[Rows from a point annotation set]
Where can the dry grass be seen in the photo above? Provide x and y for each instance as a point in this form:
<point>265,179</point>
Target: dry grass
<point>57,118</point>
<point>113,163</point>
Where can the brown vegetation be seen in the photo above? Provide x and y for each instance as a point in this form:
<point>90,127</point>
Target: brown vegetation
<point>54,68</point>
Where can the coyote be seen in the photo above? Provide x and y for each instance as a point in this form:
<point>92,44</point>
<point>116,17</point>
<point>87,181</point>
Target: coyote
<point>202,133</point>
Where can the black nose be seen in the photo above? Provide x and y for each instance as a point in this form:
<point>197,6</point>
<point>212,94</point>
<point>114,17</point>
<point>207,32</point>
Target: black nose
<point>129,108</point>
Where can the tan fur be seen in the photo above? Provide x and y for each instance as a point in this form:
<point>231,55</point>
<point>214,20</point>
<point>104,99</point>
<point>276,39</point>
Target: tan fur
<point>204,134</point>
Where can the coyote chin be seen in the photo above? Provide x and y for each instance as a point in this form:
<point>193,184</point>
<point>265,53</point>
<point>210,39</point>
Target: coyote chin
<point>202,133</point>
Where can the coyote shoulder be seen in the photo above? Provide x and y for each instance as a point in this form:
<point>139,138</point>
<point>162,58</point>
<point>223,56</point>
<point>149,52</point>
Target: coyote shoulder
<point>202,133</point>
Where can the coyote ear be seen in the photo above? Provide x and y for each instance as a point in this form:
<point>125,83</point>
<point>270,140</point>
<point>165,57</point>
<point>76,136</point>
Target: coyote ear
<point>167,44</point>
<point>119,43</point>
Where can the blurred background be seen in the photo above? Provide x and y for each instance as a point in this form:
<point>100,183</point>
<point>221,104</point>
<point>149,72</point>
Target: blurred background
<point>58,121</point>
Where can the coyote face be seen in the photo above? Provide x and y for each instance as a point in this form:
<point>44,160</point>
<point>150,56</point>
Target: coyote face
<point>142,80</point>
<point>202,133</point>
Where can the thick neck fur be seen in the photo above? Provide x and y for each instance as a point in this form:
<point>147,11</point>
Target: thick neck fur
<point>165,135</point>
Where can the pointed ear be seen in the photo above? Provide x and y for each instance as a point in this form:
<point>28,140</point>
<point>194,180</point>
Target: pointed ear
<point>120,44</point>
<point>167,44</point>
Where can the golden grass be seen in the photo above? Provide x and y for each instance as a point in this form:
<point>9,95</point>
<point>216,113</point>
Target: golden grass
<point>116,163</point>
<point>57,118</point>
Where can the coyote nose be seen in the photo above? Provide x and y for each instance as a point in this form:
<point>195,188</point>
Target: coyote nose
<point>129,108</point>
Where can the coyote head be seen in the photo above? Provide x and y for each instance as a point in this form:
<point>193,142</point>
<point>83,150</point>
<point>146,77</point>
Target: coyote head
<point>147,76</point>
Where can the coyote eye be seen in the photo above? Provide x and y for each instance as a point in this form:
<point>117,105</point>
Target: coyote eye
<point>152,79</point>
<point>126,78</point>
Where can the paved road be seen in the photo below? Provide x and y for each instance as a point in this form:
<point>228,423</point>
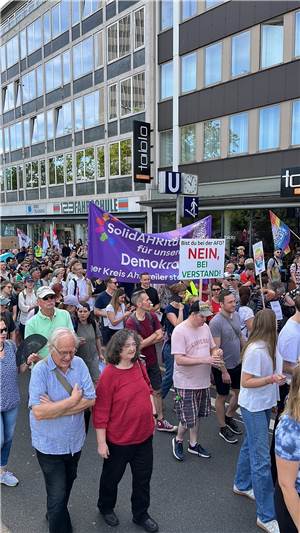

> _Work required_
Turn the rows, from the line containing "Where can the golden" through the end of the rows, into a JSON list of strings with one string per line, skipping blank lines. Leave the pictures out of the answer.

> _Response_
[
  "Where can the golden grass be seen in the photo above? Provide x and y for each instance as a point in this form:",
  "<point>9,95</point>",
  "<point>216,113</point>",
  "Target: golden grass",
  "<point>116,163</point>",
  "<point>57,118</point>",
  "Where can the coyote nose be seen in the photo above? Provide x and y for each instance as a point in this form:",
  "<point>195,188</point>",
  "Target: coyote nose",
  "<point>129,108</point>",
  "Where can the coyote head be seen in the photo above? Provide x and y for each instance as a point in this form:",
  "<point>193,142</point>",
  "<point>83,150</point>",
  "<point>146,77</point>",
  "Target: coyote head",
  "<point>147,76</point>",
  "Where can the coyote eye be seen in the photo above? Provide x and y for each instance as a point in this form:",
  "<point>117,105</point>",
  "Target: coyote eye",
  "<point>152,79</point>",
  "<point>126,78</point>",
  "Where can the paved road be seen in the photo below? Provide x and y for each instance as a point in this form:",
  "<point>228,423</point>"
]